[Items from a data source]

=== Section Start ===

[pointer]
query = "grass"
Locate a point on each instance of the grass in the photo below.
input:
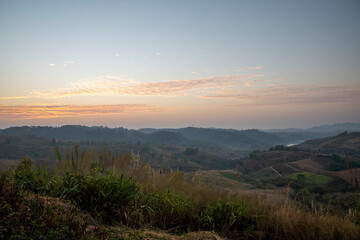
(231, 176)
(89, 197)
(311, 178)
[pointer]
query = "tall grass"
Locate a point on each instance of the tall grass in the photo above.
(123, 189)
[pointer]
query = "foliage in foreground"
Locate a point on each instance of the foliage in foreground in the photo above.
(123, 190)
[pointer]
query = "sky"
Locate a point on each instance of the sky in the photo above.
(165, 63)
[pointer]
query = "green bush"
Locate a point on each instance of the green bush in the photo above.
(228, 215)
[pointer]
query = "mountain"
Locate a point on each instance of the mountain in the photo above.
(244, 140)
(333, 129)
(344, 142)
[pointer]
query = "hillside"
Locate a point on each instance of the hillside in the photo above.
(159, 154)
(348, 142)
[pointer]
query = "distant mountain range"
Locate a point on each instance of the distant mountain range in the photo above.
(231, 139)
(334, 128)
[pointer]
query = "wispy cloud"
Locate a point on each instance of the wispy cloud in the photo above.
(55, 111)
(248, 69)
(66, 63)
(113, 85)
(282, 93)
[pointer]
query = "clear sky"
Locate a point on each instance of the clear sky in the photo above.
(166, 63)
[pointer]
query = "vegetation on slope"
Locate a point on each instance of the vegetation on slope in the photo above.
(85, 195)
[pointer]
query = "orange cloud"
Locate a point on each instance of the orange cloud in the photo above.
(112, 85)
(55, 111)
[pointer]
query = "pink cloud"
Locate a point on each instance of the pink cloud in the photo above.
(54, 111)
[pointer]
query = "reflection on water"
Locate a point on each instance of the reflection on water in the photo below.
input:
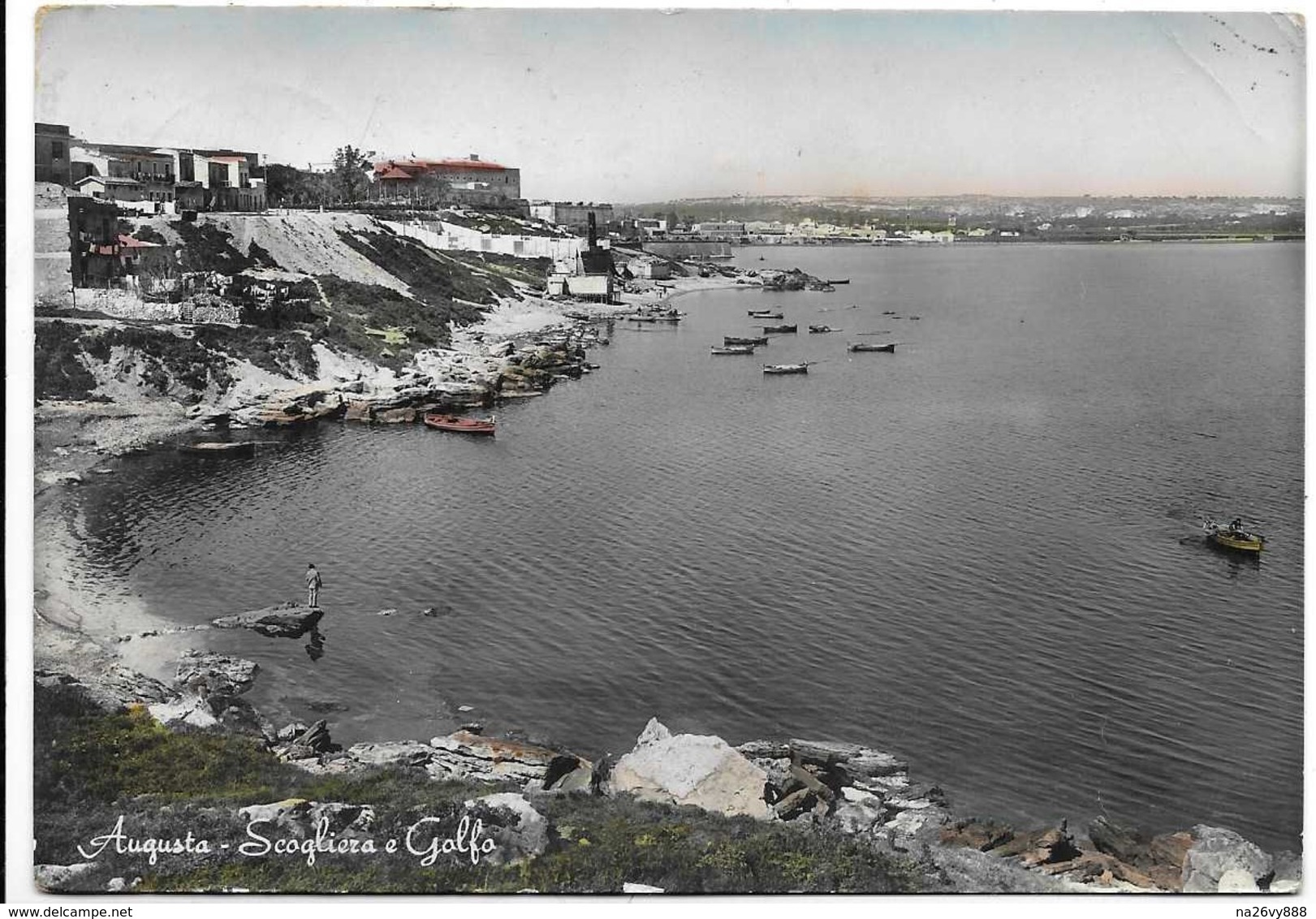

=== Section End ===

• REQUIREMENT: Output the entries above exactly. Do not include the pictures.

• WRITTEN SOLUTION:
[pointer]
query = "grass"
Locate a point on each instance of the grass in the photo below.
input:
(231, 176)
(89, 197)
(311, 178)
[pointer]
query = "tall grass"
Locate a point on each instance of the tall grass in the photo above.
(123, 189)
[pointer]
query = "foliage in foreground"
Locate a point on each instance of the foliage in foreground in the photo above.
(123, 190)
[pointer]
query = "sky"
Locate a point on each instance of the sky in the photo above.
(165, 63)
[pointer]
query = "green bush"
Locate a point on each instance of the green bush in the photo above.
(228, 215)
[pointer]
query = "mountain"
Locate a point on each instance of the mountain in the photo above.
(244, 140)
(333, 129)
(344, 142)
[pointer]
query = "hillside"
Locate a point on each instance of the hillside in the photo above.
(159, 154)
(348, 142)
[pointer]
query = "distant mountain range"
Locate a point on each instance of the distant mountain range in the photo above.
(231, 139)
(334, 128)
[pointer]
query = "wispy cloud"
Locate a point on each instance of the wispy cloud in the photo above.
(55, 111)
(248, 69)
(66, 63)
(113, 85)
(282, 93)
[pointer]
query = "clear sky"
Locate a point on each instance of the clear sky in the photo above.
(166, 63)
[pointer]
query = "vegetation on slope"
Locate a point on each instance of the vegetation on slope in the photo above.
(85, 195)
[pointer]
query = "orange cloud"
Locate a point on each instance of the orange cloud in the photo above.
(112, 85)
(55, 111)
[pointer]
query = "pink cloud"
Locate a point on each instance of the pink cloud in the photo above.
(54, 111)
[pointer]
query = "reflection on water"
Locate a point on each instance of the reflection on water in the photo below.
input:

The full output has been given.